Rewrite the data from the line containing "Target: overcast sky" through the end, inclusive, replacing "overcast sky" with "cloudy sky" and leaving everything else unchanged.

Image point annotation entries:
┌──
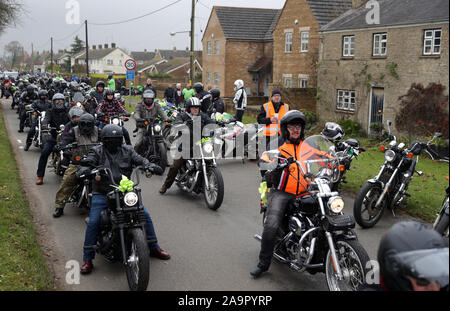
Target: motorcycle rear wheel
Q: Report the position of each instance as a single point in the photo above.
(138, 261)
(214, 197)
(352, 258)
(365, 201)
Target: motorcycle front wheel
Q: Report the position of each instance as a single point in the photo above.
(137, 261)
(352, 259)
(214, 196)
(364, 210)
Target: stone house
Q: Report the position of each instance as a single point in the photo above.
(364, 68)
(238, 44)
(296, 40)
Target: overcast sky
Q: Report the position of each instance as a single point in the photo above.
(47, 18)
└──
Response:
Target: cloudy sky
Q: Report the position of each instance as a single point in the photo above.
(47, 18)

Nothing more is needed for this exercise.